WHAT YOU WILL DO
Transcribe all of the records precisely as they are presented.

PROVIDED RECORDS
(begin)
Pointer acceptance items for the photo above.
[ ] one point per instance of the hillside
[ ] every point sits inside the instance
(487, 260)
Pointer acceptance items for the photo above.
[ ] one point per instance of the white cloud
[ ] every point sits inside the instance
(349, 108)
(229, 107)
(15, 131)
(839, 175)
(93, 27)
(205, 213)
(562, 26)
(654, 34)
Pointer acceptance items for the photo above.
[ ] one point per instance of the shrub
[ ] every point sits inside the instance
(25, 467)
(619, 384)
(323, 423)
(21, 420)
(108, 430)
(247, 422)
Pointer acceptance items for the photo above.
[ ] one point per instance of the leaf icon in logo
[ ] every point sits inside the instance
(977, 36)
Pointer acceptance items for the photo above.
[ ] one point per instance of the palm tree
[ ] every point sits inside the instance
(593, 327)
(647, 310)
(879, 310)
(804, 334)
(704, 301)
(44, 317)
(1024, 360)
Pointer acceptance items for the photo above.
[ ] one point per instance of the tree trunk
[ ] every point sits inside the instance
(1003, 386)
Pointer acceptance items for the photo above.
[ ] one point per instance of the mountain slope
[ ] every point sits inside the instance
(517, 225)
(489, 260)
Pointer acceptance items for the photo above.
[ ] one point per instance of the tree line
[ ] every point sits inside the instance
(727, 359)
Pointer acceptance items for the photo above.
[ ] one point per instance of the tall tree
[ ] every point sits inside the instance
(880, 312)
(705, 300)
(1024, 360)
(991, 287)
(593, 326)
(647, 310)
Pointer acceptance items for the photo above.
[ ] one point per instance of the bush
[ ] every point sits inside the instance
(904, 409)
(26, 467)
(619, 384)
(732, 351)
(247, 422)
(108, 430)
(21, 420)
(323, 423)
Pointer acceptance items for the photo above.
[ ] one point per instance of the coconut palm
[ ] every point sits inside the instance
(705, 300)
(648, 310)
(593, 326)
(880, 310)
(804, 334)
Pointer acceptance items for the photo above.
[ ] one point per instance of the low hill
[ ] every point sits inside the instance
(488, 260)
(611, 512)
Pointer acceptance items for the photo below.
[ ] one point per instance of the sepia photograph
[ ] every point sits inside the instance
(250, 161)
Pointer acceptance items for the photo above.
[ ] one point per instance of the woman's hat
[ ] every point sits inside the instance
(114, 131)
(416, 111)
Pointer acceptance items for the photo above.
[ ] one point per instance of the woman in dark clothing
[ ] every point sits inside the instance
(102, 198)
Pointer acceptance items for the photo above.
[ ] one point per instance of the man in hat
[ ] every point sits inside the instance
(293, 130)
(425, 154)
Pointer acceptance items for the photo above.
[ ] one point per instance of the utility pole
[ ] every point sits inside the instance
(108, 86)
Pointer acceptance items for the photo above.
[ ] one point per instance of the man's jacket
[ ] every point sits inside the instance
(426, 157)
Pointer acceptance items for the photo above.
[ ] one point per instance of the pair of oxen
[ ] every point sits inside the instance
(end)
SOLUTION
Pointer acceptance items for the photo above.
[ ] one point per instance of the hillside
[ ] every point sits inside the instance
(487, 260)
Pointer acceptance items for the photo above.
[ ] one point per instance of the white cloud
[ ] every point sits inside the instance
(349, 108)
(229, 107)
(15, 131)
(839, 175)
(93, 27)
(205, 213)
(562, 26)
(654, 34)
Pointer acceptance items for the photo above.
[ ] one point per instance of the shrub
[ ] every point sits inside the instance
(25, 467)
(619, 384)
(323, 423)
(21, 420)
(108, 430)
(247, 422)
Pointer acceptance items for the photo above.
[ ] one point per instance of the leaf icon in logo
[ ] every point sits inside the instance
(977, 36)
Pointer acceptance items for the photo above.
[ ] one point per instance of the palm tree
[ ] every point sits inside the instance
(593, 327)
(647, 310)
(879, 310)
(804, 334)
(704, 301)
(44, 317)
(1024, 360)
Pointer acceptance items for the photo above.
[ ] one point per instance of the tree trunk
[ ] every point sits inside the instance
(1003, 386)
Pointer acceptance items for the photo above.
[ ] one point per instance of the mountain slope
[ ] every point sits inside the instance
(517, 225)
(489, 260)
Pointer acceptance items for the photo above.
[ ] one point per instance of the tree line
[ ] every point sits inside the instance
(727, 359)
Pointer acceptance items for the photo above.
[ ] one point per instance of the tall tree
[ ] every point sits inside the instance
(880, 312)
(705, 300)
(1024, 360)
(991, 287)
(593, 326)
(647, 310)
Pointer acceptance items for the photo above.
[ ] one point per instance of the bush
[ ] every point sits inside the instance
(904, 409)
(26, 467)
(619, 384)
(732, 351)
(247, 422)
(108, 430)
(21, 420)
(323, 423)
Pointer acceptance items for the photo above.
[ ] one point per instance of the coconut palm
[ ] every point sits inside the instance
(705, 300)
(648, 310)
(593, 326)
(880, 310)
(804, 334)
Pointer acceptance items for the photo above.
[ ] one point per instance of the low hill
[ ] every point sits inside the instance
(488, 260)
(611, 512)
Pointer acceptance items for the photo below.
[ ] one point per instance of the sepia photograph
[ ] every point sits inside the instance
(250, 161)
Pointer acceptance items for the photo above.
[ ] one point per instance of the woman's hat
[ ] every point sits inside the instance
(114, 131)
(416, 111)
Pointer acceptance items for the photo above.
[ ] one point per instance of the woman in dark clothing
[ ] every point sits inside the instance
(102, 198)
Pointer acceptance items for the photo above.
[ ] one point per instance of the man in hat
[ ] every point sits inside the instance
(293, 130)
(425, 154)
Pointer acceptance items for the photo above.
[ ] one point per instance of the utility pole
[ ] every point sits inside the instance
(108, 86)
Pointer acceptance items for the photo above.
[ ] one point per instance of the man's jacket
[ ] every point sits inside the instance
(426, 157)
Pointer acceptance items for the photo above.
[ ] one point per instance of the pair of oxen
[ ] every point sits inside the instance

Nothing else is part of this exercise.